All entries are to be copied exactly, with pictures removed.
+++
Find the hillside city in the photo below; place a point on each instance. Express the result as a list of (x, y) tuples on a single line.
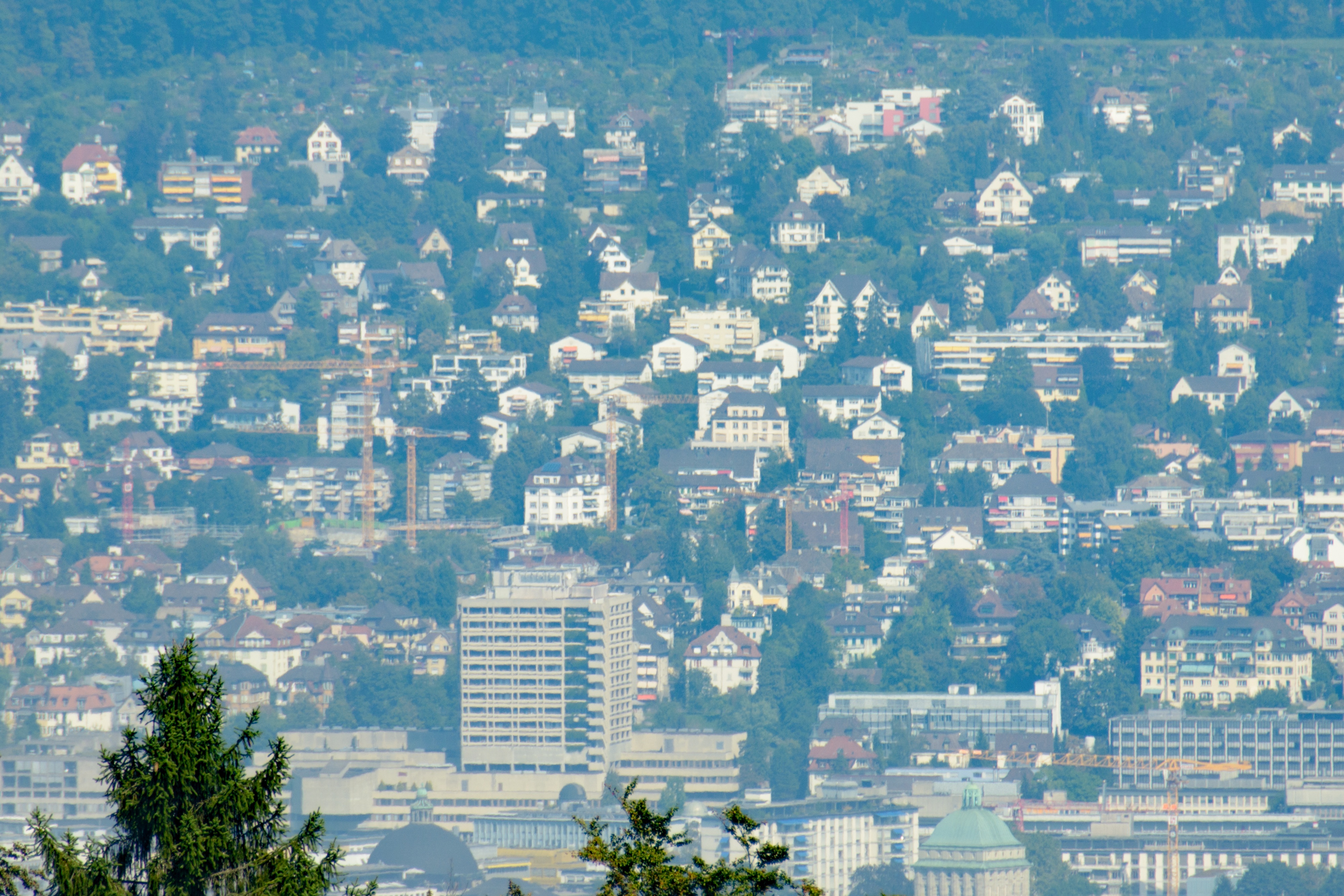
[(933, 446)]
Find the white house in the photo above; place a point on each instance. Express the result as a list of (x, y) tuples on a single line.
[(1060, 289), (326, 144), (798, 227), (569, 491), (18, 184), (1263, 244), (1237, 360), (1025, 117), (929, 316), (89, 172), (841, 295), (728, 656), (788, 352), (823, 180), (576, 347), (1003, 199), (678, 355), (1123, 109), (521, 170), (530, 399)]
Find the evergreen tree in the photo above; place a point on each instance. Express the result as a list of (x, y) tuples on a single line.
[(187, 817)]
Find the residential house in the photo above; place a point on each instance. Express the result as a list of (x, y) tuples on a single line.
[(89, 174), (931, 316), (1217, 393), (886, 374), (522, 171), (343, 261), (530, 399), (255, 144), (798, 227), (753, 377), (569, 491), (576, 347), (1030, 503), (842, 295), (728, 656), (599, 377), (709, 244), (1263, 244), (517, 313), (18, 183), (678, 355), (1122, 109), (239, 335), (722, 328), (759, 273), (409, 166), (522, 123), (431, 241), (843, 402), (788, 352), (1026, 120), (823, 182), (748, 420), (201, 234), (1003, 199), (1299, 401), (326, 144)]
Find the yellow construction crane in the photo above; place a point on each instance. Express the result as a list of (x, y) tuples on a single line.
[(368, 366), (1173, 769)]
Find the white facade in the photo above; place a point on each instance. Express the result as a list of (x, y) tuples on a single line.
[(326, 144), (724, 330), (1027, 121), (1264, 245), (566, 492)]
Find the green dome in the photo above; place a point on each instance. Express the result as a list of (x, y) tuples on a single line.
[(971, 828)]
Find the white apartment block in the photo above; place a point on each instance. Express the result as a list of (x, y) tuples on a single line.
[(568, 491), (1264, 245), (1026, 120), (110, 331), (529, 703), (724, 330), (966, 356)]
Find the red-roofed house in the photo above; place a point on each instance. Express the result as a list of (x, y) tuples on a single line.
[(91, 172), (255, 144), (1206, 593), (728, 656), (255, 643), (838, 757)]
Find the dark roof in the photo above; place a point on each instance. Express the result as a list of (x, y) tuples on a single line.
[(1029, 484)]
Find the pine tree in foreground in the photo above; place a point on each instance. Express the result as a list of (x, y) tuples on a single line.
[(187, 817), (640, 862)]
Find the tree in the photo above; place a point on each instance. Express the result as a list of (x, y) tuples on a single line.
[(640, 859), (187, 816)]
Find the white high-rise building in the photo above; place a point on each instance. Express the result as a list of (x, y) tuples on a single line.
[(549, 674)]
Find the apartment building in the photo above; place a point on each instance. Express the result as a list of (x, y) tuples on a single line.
+++
**RESULT FOR THIS EXERCISE:**
Find the hillside city in the photo below; place a point on each instance. Express the result as a list of (x, y) tuples on a single line.
[(933, 446)]
Find the white house in the photo above; place a point on each instance. Express the result as a list of (x, y) tuples on a single line.
[(1060, 289), (326, 144), (798, 227), (569, 491), (18, 184), (1263, 244), (1237, 360), (1025, 117), (929, 316), (89, 172), (841, 295), (728, 656), (788, 352), (823, 180), (576, 347), (1003, 199), (678, 355), (1123, 109), (521, 170), (530, 399)]
Find the evergreen tree in the photo above; place a point on each instance. Express the result as a list of (x, y) tuples on a single line.
[(187, 817)]
Find the residential house in the photo above; place a point on each instance. Express the result as a list of (x, y) tuples on a single line.
[(89, 174), (931, 316), (1217, 393), (886, 374), (522, 171), (343, 261), (530, 399), (255, 144), (798, 227), (753, 377), (569, 491), (576, 347), (1030, 503), (842, 295), (728, 656), (599, 377), (709, 244), (1263, 244), (517, 313), (18, 183), (678, 355), (1122, 109), (239, 335), (722, 328), (759, 273), (409, 166), (522, 123), (431, 241), (843, 402), (788, 352), (1026, 120), (823, 182), (748, 420), (201, 234), (1003, 199), (1299, 401), (326, 144)]
Find the yellow construction crane in the photo above; place a point on each instance. Express the result as a list of (x, y) tuples on a single line.
[(368, 366), (1173, 769)]
Find the white facade in the photo above; place a point on each instance. Express the result as a list of (x, y) tuples on a single line.
[(326, 144), (724, 330), (1027, 121), (1264, 245), (566, 492)]
Find the green dome in the photo above; place a point on each instance. Express the result as a list of (x, y) tuples on a single line.
[(971, 828)]
Find the white apartment block in the photo above; place a point on each instance. Express the result as a list of (x, y) tuples on a single line.
[(568, 491), (1264, 245), (1026, 120), (110, 331), (529, 703), (724, 330), (966, 356)]
Find the red-roofed house in the photo above; place a point on each instance. Express the result as a list of (x, y) tuples on a single line.
[(91, 172), (255, 144), (1206, 593), (728, 656), (255, 643), (838, 757)]
Find the dark roof in the photo above; place a point on each instance. Express the result as a list of (x, y) tuples on a single line.
[(1029, 484)]
Find the pine tree in foreground in the photo above; place a point on each instance. Express the result as a list of (x, y) tuples on a single line.
[(187, 817), (640, 862)]
Find the tree in the photo above; place a point on each instance. Express the result as a list of (x, y) tuples on a single line.
[(640, 859), (187, 816)]
Find the white high-rise building in the photo above; place a point on each instance. Express the result as a list of (x, y) tuples on a single line.
[(549, 674)]
Find the apartment building in the photo above; place a point on each instance. Express the result as a list of (x, y) tuples on a single line.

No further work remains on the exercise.